- Requirement:
Pick out and copy each line in the records below that contains the word "branch".

- Entries:
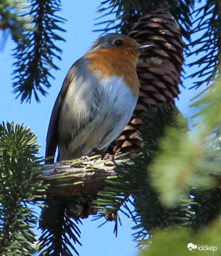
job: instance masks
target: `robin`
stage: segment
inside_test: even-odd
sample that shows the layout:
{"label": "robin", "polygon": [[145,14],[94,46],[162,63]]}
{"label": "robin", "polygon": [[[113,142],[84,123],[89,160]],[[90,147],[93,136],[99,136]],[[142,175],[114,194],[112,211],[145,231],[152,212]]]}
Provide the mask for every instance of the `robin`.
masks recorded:
{"label": "robin", "polygon": [[[105,151],[127,124],[140,87],[136,65],[141,45],[122,34],[100,37],[72,65],[50,118],[46,157],[58,161]],[[52,160],[53,161],[53,160]]]}

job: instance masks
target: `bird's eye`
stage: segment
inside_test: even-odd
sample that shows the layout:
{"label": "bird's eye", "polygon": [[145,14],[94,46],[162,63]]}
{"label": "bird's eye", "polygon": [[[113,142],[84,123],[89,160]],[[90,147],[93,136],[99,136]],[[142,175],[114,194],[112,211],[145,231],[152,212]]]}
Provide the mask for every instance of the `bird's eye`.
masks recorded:
{"label": "bird's eye", "polygon": [[122,46],[123,45],[123,41],[122,40],[117,39],[117,40],[115,40],[113,43],[117,46]]}

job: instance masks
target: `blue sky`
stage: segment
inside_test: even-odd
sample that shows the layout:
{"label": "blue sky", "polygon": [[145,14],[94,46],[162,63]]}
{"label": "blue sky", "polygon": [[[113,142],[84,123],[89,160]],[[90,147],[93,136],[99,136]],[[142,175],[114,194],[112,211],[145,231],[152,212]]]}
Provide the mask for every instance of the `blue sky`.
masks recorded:
{"label": "blue sky", "polygon": [[[62,60],[56,60],[55,64],[60,70],[53,71],[55,79],[51,79],[52,87],[46,97],[39,95],[41,103],[36,103],[32,98],[30,104],[21,104],[20,99],[15,100],[15,95],[12,93],[12,64],[11,56],[15,44],[10,37],[8,38],[2,52],[0,52],[0,77],[1,78],[1,93],[0,94],[0,121],[14,121],[15,123],[22,122],[31,128],[38,138],[41,145],[39,156],[43,156],[45,140],[49,120],[57,96],[69,69],[72,64],[80,58],[90,46],[94,41],[100,35],[99,33],[92,32],[97,28],[94,24],[95,18],[98,16],[96,13],[100,0],[93,1],[63,1],[63,10],[59,15],[68,20],[61,26],[67,32],[61,33],[66,42],[60,42],[57,45],[63,50]],[[187,70],[187,72],[189,71]],[[191,72],[191,73],[192,73]],[[189,80],[185,84],[191,87]],[[181,88],[179,100],[176,100],[177,106],[185,116],[189,117],[192,111],[188,107],[189,101],[199,91],[188,90]],[[91,222],[92,218],[83,220],[83,225],[80,228],[82,235],[80,242],[82,247],[76,246],[81,256],[132,256],[137,250],[136,244],[132,242],[131,235],[134,232],[131,228],[134,225],[132,220],[122,216],[123,226],[119,227],[117,238],[113,234],[114,223],[109,222],[99,229],[98,226],[104,221]]]}

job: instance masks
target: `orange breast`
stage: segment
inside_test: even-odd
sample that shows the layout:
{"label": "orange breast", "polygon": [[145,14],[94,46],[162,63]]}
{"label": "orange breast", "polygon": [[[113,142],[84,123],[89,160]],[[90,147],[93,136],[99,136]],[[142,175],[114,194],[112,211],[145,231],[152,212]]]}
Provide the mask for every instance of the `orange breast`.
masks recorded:
{"label": "orange breast", "polygon": [[131,47],[100,49],[87,56],[88,70],[91,74],[98,71],[101,78],[117,76],[124,82],[137,97],[140,83],[136,72],[136,64],[139,51]]}

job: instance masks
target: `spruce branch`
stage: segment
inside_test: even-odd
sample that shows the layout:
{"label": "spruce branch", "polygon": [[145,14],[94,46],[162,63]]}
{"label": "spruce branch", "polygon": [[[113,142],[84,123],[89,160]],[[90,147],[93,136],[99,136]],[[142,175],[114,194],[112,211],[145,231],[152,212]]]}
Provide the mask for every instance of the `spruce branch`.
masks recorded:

- The answer:
target: `spruce branch`
{"label": "spruce branch", "polygon": [[145,14],[94,46],[162,63]]}
{"label": "spruce branch", "polygon": [[[113,142],[84,123],[89,160]],[[90,147],[93,136],[99,136]],[[142,175],[114,194],[112,211],[145,231],[152,212]]]}
Provide the mask for every instance of the `spruce branch`.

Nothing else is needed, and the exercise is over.